[Collected data]

* * * * * * * * *

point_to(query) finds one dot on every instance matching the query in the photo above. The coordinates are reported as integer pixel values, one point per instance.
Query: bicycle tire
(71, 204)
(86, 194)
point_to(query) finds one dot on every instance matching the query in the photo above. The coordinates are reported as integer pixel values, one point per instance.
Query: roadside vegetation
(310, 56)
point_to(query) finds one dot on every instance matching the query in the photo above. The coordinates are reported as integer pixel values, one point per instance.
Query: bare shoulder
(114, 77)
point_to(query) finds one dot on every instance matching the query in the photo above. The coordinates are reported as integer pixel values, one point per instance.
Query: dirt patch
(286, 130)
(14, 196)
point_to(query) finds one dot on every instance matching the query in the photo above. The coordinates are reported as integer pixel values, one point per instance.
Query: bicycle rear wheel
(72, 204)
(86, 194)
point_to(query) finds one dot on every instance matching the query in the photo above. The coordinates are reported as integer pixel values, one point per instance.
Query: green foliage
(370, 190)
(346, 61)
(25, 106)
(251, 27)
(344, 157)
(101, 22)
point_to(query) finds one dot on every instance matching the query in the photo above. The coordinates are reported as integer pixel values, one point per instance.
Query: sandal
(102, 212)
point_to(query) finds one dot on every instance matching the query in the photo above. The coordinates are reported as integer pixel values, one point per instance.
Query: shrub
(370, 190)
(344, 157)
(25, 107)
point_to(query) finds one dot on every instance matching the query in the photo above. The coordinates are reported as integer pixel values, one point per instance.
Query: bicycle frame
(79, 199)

* * * * * * * * *

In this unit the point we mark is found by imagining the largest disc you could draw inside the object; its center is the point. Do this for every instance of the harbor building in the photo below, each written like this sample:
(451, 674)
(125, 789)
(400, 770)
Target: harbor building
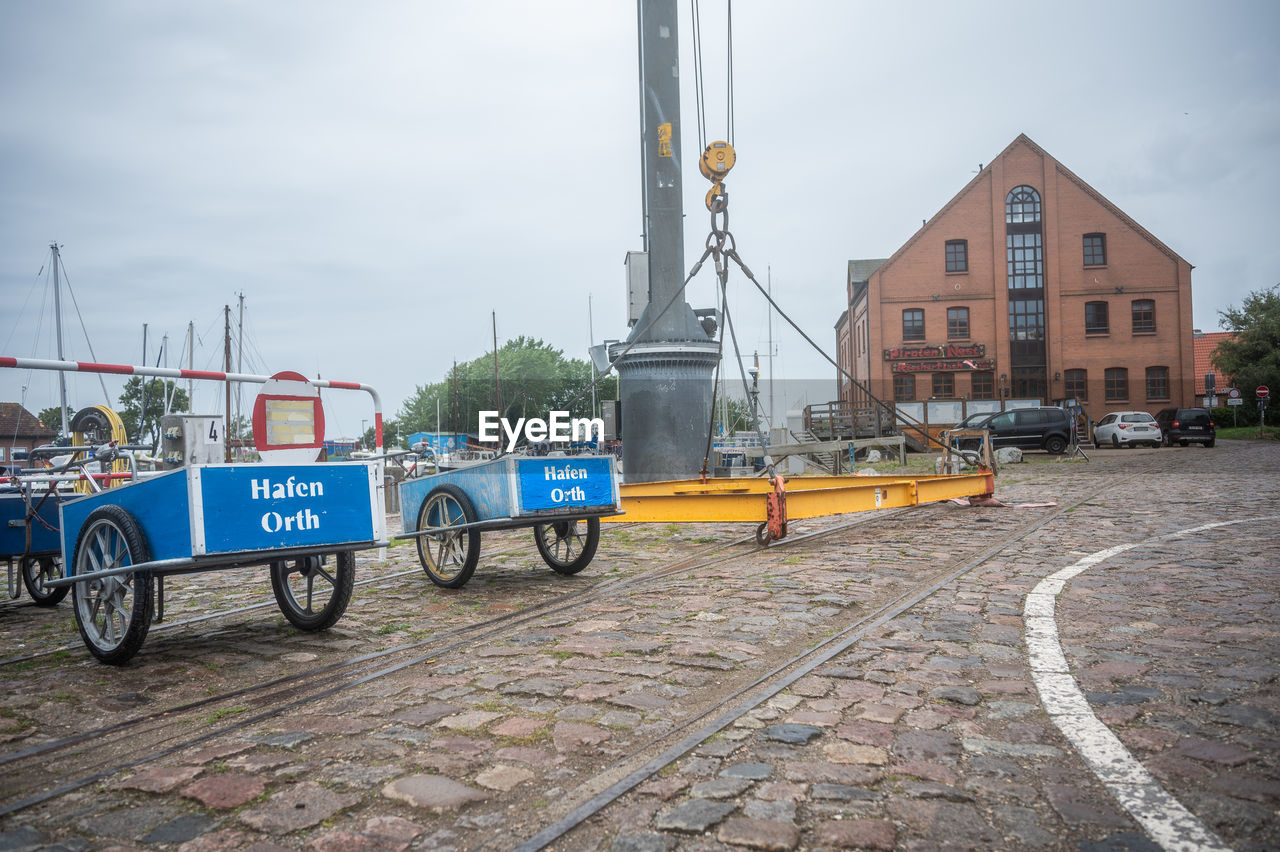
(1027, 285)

* * * * * * * * *

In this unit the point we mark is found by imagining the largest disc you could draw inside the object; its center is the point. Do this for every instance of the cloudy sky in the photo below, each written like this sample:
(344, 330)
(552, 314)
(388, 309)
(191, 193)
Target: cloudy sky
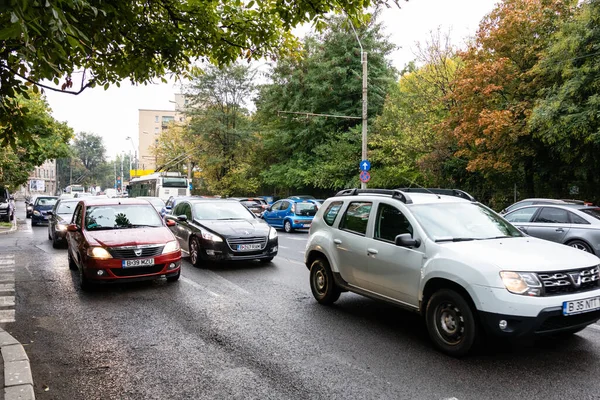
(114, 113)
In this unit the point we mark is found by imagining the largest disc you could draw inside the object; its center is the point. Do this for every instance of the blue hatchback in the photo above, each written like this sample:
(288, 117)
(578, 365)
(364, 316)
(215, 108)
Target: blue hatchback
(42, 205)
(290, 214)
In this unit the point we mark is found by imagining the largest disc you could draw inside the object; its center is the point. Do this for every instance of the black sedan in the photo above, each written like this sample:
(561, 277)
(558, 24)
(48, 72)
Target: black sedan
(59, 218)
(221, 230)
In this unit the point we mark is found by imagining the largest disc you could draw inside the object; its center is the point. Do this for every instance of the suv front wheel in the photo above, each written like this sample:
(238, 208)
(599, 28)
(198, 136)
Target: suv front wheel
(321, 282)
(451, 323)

* * * * * * * * *

What you have to do:
For each line above that includes "found", copy the line.

Written solution:
In this unit the point we mark is found by imagining the largest disc you could draw inside the object; its center is the point. Do this for every instance of the harbor building in the photo below, each written like this sample:
In this unit the point we mark is found by imagining the largest disc you could draw inside the object; its center is the point. Do this for every instance of the cloudy sky in the photo below, each written like this sample:
In this unit the point we mark is found by imagining the largest disc you could draw inside the object; its center is the point. Do this for every instance of the blue hatchback in the photo above, each written like this sample:
In this unit the point we mark is found by imagining the largest disc you could draw inside the object; its center is the point. Do this for every instance of the black sedan in the photo above, each written like this sample:
In this unit the point we mark is found by imagining the largest disc you could draw inside the object; its center is the point. Do this for every instance of the suv front wheel in the photo above, each written like this sample:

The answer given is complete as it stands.